Point localization data
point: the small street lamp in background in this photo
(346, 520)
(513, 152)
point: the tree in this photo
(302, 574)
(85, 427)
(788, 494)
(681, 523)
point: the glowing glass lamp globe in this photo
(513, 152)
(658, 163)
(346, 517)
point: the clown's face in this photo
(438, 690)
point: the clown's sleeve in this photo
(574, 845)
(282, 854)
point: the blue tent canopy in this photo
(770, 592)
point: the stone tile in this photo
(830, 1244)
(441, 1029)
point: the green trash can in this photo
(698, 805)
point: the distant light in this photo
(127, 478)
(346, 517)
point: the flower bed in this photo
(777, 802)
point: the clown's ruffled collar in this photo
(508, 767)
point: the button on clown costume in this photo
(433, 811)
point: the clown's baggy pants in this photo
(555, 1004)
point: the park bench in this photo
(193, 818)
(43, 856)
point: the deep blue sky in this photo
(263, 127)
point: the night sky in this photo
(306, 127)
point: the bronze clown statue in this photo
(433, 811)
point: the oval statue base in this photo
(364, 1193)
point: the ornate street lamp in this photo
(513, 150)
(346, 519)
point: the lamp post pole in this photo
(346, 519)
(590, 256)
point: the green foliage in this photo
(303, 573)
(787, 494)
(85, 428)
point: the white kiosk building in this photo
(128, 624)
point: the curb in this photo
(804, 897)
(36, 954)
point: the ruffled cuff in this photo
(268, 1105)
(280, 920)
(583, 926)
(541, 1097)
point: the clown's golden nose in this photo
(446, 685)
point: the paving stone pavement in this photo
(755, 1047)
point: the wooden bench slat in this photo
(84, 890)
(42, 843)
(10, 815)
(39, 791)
* * *
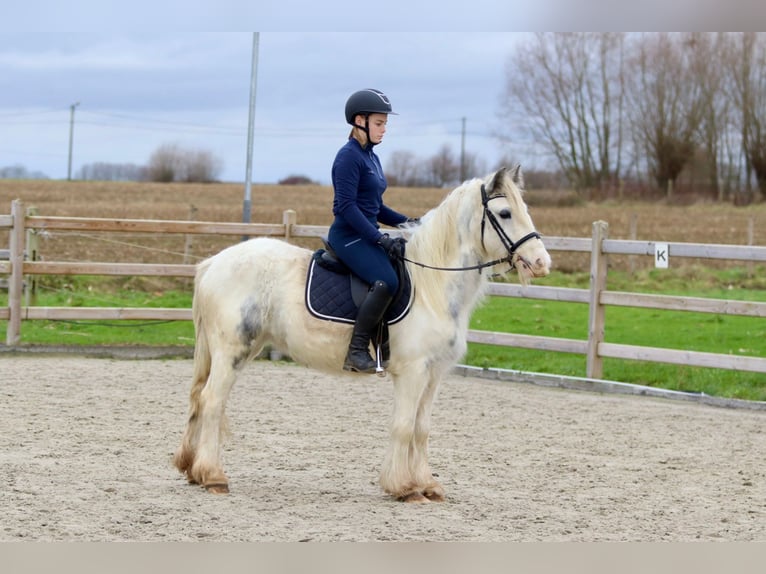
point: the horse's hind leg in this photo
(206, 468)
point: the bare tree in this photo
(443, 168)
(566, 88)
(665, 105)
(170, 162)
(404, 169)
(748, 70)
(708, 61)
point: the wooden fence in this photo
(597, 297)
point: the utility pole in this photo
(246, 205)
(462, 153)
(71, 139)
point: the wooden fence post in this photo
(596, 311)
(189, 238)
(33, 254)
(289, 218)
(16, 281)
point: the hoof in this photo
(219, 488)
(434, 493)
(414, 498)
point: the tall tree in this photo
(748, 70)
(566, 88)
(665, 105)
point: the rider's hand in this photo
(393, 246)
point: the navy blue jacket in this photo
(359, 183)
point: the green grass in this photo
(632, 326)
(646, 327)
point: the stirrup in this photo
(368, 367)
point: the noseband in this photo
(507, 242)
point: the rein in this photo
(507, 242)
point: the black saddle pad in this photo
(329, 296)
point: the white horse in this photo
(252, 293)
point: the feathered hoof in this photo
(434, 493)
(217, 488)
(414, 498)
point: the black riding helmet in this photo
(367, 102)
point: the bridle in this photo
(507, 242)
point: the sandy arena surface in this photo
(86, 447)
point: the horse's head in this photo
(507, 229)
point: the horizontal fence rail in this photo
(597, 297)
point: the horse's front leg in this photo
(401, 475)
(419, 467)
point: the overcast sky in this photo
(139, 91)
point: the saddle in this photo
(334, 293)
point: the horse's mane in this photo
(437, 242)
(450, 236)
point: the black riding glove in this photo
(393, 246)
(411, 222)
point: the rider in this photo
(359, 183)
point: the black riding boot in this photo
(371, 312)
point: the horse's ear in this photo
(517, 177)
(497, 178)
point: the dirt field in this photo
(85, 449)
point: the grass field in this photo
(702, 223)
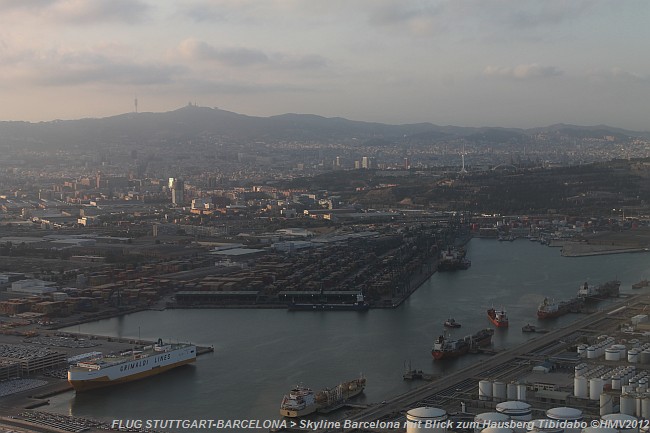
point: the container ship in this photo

> _WHAT THE TASK ASKS_: Starting with the line above that holds "point: the grass field in this photo", restate each line word for word up to and including the line that holds "point: the container ship in this photo". Drop the pictures.

> _THE COMPLETED TASK_:
point: the grass field in this photo
(702, 223)
point: the container ship in this photo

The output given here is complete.